Rehabilitation after an injury or surgery often is tedious if not frustrating for an athlete accustomed to taking his body to its physical limits.
West Forks boxer Brandon “The Cannon” Berry would rather be battling an opponent in the ring these days but has found the bright side of being sidelined for nearly four months after suffering a dislocated left shoulder during the first round of his lone professional loss to undefeated Freddy Sanchez at the Portland Exposition Building.
Surgery followed on Jan. 15.
“I’d been boxing for nine years straight, or at least training all the time,” said Berry, a light welterweight who is 8-1 with five knockouts since turning pro in May 2013 after a successful amateur career. “I feel like mentally this was a great time for me to take a break. I’ve taken a few months where I really didn’t do much. I had good rest and my body feels great, so I guess in a way I look at it as a blessing in disguise.
“I’d have rather not had the injury, but it was a good break. I needed the rest.”
——
→ APPLY WHAT YOU READ
A: Rewrite the part of the passage about Brandon Berry that opens with the words containing "Rehabilitation after an" and closes with "Portland Exposition Building.", changing "left" to "right".
B: State whether each statement agrees with the passage about Brandon Berry, giving yes or no and quoting the deciding words: (i) Berry's surgery took place on Jan. 15. (ii) Berry's only professional loss came against an undefeated opponent. (iii) Berry turned professional in May 2014.

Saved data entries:
——
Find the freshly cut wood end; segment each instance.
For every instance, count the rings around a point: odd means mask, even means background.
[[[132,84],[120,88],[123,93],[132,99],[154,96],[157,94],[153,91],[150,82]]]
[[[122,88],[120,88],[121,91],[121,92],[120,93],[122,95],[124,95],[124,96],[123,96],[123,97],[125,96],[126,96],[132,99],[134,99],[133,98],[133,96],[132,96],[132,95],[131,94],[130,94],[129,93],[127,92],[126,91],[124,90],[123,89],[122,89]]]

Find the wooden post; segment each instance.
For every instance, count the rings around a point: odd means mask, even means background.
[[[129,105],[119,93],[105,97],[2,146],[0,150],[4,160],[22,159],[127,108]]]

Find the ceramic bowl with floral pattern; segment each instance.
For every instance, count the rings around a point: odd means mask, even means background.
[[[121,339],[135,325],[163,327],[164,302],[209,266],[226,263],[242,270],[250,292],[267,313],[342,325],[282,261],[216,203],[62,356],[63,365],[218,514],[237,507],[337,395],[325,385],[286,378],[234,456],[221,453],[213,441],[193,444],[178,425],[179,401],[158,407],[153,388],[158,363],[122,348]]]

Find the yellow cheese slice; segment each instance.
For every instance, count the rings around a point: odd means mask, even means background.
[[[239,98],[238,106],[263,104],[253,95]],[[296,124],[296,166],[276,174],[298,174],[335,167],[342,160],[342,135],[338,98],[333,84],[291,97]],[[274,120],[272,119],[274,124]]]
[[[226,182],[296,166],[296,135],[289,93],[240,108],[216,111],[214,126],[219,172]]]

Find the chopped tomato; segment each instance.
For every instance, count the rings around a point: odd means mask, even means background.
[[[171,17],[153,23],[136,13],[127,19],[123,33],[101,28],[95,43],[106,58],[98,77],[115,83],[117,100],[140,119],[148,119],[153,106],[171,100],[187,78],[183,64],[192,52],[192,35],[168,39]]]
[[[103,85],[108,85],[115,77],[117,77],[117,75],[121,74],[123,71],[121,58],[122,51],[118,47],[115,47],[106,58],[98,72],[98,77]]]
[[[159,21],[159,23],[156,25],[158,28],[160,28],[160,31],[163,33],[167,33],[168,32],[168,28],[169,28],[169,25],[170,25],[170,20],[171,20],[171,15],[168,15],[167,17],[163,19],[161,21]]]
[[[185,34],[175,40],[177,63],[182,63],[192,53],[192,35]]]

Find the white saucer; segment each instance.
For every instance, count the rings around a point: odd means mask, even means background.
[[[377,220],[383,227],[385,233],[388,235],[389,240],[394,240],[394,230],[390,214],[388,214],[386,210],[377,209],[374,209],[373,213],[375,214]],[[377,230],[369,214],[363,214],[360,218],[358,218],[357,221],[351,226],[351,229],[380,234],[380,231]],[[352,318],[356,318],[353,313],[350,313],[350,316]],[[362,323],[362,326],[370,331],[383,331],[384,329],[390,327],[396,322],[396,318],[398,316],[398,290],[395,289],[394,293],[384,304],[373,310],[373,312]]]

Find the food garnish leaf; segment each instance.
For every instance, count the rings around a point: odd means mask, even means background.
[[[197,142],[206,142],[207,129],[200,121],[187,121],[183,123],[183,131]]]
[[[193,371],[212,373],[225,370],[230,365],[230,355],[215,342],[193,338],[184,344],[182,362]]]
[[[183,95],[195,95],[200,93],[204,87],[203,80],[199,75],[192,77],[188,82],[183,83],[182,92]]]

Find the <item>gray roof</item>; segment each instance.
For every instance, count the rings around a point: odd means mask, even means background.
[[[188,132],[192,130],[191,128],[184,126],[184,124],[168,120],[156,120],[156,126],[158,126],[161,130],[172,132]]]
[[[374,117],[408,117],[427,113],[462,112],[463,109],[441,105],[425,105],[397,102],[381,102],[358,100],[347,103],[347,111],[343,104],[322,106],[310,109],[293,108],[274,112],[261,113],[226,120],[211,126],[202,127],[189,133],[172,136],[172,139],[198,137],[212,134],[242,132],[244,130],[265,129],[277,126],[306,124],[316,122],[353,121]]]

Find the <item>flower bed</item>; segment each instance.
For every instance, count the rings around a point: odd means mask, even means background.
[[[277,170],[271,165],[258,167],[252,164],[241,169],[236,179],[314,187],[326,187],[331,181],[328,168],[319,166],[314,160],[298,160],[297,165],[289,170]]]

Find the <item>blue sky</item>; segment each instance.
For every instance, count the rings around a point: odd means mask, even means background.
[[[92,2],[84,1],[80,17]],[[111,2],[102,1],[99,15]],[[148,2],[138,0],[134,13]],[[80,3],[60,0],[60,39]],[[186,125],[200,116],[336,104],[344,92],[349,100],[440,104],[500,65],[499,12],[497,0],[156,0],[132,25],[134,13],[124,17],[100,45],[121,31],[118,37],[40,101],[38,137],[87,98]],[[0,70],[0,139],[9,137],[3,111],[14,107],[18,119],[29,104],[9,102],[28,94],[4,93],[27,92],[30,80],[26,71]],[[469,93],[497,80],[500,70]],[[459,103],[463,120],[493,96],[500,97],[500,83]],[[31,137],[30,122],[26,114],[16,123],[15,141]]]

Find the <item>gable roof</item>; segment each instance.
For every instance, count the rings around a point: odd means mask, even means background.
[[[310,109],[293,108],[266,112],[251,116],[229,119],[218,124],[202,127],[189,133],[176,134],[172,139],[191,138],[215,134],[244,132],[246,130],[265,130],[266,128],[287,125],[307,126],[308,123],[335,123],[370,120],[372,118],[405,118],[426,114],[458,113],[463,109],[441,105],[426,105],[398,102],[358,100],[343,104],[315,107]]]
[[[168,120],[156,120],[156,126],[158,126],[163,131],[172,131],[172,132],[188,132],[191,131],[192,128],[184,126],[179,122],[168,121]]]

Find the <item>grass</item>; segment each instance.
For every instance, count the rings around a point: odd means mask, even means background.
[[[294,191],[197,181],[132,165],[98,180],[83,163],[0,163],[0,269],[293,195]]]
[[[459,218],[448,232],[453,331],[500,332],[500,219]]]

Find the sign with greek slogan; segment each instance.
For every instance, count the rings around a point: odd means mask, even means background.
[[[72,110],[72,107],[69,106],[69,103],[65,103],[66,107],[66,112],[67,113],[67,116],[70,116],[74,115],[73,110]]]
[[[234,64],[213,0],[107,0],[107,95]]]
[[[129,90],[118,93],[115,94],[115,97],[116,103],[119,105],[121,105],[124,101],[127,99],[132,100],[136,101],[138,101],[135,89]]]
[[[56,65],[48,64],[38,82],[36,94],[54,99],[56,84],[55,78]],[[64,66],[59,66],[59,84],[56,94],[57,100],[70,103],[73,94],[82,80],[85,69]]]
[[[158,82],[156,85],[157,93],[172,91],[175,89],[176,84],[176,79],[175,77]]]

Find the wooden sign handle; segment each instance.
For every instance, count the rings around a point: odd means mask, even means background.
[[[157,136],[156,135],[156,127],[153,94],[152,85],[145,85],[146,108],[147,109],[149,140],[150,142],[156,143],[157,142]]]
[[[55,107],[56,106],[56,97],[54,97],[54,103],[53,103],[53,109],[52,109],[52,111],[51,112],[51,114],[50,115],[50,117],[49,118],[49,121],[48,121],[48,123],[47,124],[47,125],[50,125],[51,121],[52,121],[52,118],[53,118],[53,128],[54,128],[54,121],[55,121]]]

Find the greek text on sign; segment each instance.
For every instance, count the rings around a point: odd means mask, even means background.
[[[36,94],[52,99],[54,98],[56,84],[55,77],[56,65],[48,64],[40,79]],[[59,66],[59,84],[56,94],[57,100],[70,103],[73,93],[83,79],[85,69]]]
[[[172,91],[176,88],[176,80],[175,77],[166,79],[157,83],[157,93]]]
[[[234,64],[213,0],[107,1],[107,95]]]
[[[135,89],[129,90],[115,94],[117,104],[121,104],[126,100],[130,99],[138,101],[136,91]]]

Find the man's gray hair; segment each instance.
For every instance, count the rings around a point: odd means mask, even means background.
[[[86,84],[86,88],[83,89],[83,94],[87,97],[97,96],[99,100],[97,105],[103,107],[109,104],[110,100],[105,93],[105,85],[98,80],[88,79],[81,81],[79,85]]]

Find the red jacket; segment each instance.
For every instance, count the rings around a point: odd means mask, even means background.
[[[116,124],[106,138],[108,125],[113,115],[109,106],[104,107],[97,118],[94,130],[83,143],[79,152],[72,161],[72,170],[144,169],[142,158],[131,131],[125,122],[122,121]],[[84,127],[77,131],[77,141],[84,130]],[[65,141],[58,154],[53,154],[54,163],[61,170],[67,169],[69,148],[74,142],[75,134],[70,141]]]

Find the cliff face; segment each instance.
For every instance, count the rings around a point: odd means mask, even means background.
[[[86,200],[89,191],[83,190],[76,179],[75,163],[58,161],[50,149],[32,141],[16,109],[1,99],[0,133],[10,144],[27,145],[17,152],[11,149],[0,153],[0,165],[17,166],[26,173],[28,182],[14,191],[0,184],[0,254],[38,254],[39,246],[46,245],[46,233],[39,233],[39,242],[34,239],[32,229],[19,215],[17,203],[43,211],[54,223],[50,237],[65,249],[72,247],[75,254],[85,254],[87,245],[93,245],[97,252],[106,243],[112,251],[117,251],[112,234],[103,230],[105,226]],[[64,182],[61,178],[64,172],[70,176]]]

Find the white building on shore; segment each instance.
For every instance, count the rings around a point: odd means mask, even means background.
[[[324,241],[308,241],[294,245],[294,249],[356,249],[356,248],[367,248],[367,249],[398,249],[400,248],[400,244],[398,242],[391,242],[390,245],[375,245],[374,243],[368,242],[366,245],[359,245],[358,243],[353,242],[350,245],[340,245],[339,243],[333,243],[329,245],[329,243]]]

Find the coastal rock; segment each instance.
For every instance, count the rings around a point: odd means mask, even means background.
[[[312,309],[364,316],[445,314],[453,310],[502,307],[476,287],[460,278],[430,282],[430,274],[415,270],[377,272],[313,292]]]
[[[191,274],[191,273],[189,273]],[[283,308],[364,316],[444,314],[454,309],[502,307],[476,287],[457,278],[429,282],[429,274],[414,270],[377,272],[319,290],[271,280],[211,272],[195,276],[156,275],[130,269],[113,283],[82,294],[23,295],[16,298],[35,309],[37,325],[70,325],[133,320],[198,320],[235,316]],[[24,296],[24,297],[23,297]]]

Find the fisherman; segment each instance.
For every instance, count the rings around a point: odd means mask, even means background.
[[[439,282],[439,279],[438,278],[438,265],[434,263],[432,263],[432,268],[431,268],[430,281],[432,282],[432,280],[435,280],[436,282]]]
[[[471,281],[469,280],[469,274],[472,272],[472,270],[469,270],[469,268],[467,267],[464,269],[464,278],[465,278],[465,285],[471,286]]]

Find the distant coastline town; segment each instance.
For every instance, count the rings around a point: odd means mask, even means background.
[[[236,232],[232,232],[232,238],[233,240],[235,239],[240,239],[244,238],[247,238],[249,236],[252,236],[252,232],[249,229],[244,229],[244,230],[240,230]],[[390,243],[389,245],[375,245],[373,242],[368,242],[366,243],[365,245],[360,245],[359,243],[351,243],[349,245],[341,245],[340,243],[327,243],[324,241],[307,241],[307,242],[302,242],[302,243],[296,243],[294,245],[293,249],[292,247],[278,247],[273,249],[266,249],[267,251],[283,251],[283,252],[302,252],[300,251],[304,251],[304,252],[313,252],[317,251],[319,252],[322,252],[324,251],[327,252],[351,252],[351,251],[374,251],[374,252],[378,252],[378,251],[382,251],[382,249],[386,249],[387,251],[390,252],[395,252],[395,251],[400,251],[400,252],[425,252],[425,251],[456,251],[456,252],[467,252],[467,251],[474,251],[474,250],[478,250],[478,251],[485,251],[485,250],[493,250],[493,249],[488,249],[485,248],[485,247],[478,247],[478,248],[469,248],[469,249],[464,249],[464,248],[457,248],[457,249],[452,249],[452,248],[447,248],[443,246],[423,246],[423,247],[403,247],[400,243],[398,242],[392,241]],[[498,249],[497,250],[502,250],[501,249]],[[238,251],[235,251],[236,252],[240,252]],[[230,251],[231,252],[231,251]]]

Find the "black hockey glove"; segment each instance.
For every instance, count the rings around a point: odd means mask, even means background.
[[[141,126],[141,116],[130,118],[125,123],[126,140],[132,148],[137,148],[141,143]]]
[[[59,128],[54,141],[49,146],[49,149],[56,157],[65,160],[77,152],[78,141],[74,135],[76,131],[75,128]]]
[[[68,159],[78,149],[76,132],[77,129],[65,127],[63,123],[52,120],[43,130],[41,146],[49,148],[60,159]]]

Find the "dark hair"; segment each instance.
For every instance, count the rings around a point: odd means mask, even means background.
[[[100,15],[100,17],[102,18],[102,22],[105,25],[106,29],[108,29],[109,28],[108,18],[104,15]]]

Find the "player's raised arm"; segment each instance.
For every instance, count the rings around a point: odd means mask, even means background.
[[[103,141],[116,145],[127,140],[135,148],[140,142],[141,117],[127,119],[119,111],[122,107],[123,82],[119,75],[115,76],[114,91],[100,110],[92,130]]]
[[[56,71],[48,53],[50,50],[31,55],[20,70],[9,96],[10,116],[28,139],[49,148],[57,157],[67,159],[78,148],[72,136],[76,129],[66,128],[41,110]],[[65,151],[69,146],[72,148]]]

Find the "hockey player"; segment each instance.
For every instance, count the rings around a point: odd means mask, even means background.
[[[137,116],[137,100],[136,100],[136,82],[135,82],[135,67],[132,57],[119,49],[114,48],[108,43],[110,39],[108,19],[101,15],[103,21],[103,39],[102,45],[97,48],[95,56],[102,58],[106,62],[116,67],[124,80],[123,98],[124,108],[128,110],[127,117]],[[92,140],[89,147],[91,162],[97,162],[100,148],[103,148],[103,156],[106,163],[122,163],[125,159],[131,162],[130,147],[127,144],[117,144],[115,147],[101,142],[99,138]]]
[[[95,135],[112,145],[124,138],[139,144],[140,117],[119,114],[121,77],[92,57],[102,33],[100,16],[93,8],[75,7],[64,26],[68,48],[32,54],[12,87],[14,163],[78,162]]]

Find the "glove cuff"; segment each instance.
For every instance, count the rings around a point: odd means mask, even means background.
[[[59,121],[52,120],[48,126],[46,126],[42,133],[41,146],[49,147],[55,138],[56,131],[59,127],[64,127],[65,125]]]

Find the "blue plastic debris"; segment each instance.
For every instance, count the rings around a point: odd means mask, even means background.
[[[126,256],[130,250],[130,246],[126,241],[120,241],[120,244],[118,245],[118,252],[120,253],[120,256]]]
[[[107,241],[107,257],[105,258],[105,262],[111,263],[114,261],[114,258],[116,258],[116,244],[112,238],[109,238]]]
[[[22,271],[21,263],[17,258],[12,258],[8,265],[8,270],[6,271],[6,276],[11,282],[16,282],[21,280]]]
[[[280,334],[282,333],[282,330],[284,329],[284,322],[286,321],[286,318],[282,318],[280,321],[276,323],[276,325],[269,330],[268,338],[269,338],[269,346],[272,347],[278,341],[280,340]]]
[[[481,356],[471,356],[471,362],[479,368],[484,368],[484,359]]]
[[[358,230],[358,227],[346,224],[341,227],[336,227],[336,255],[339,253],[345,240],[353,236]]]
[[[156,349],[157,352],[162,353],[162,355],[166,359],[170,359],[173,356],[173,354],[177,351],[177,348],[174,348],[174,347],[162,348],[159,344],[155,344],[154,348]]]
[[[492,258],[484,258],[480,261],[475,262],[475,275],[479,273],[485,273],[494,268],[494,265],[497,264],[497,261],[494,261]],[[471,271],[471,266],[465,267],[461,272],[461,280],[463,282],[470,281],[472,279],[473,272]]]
——
→ SOLVED PROBLEMS
A:
Rehabilitation after an injury or surgery often is tedious if not frustrating for an athlete accustomed to taking his body to its physical limits.
West Forks boxer Brandon “The Cannon” Berry would rather be battling an opponent in the ring these days but has found the bright side of being sidelined for nearly four months after suffering a dislocated right shoulder during the first round of his lone professional loss to undefeated Freddy Sanchez at the Portland Exposition Building.

B:
(i) Yes: "Surgery followed on Jan. 15."
(ii) Yes: "his lone professional loss to undefeated Freddy Sanchez"
(iii) No: "since turning pro in May 2013"